* [Extrait]:
______________________________

Il me semble que, si elle sera certainement bien moins médiatisée, la géographie a aussi des choses à dire sur une telle décision et ses impacts sur le parcours scolaire de l'élève. Pour ce plaidoyer pour penser par la géographie les espaces scolaires, je m'appuierais donc sur les apports de la géographie de l'enfermement, et tout particulièrement les études sur l'espace carcéral, et sur l'exemple de mon établissement : le collège Michel Servet, à Annemasse (en Haute-Savoie, à la frontière avec Genève), classé en éducation prioritaire, qui accueille plus de 1150 élèves dans un bâtiment si restreint que le département a ouvert depuis septembre 2022 une "annexe" temporaire (qu'il faut entendre comme des préfabriqués localisés à 800 mètres à vol d'oiseau du site principal) prévue pour 3 années scolaires qui accueille les 12 classes de 3e. Le collège regroupe 48 classes (et oui, on ne parle pourtant pas d'un lycée, mais d'un collège, dans un espace très restreint avec une cour carrée unique et deux escaliers pour faire circuler tous les élèves lors des inter-cours ou des récréations), un dispositif ULIS et un dispositif pour les élèves allophones EANA. Pour faire bref, on y "entasse" les élèves, de 8h à 17h pour l'instant, bientôt jusqu'à 18h si les annonces gouvernementales se confirment. Le collège est, enfin, localisé en centre-ville, la question des transports scolaires se posant pour une petite partie des élèves qui viennent de la commune périphérique de Vétraz-Monthoux.

 

Source : Portail cartographique de l'académie de Grenoble, https://extranet.ac-grenoble.fr/lizmap/index.php/view/default/accueil (lien accessible par Extranet uniquement)

______________________________

* [Données fournies]:
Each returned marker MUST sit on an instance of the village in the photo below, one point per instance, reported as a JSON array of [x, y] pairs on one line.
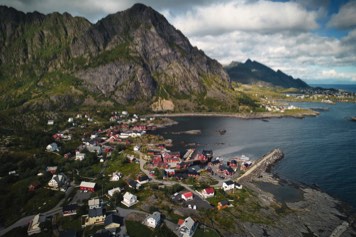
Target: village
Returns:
[[131, 164]]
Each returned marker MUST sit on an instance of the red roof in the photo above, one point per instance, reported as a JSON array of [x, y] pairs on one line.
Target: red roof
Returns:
[[209, 190], [188, 194], [180, 222]]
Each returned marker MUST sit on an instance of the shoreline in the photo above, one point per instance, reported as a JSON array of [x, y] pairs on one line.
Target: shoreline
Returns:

______________________________

* [Consigne]: Recopiez fidèlement le passage de l'extrait sur le collège Michel Servet qui commence à « Source : Portail » et se termine à « par Extranet uniquement) ».

* [Réponse attendue]:
Source : Portail cartographique de l'académie de Grenoble, https://extranet.ac-grenoble.fr/lizmap/index.php/view/default/accueil (lien accessible par Extranet uniquement)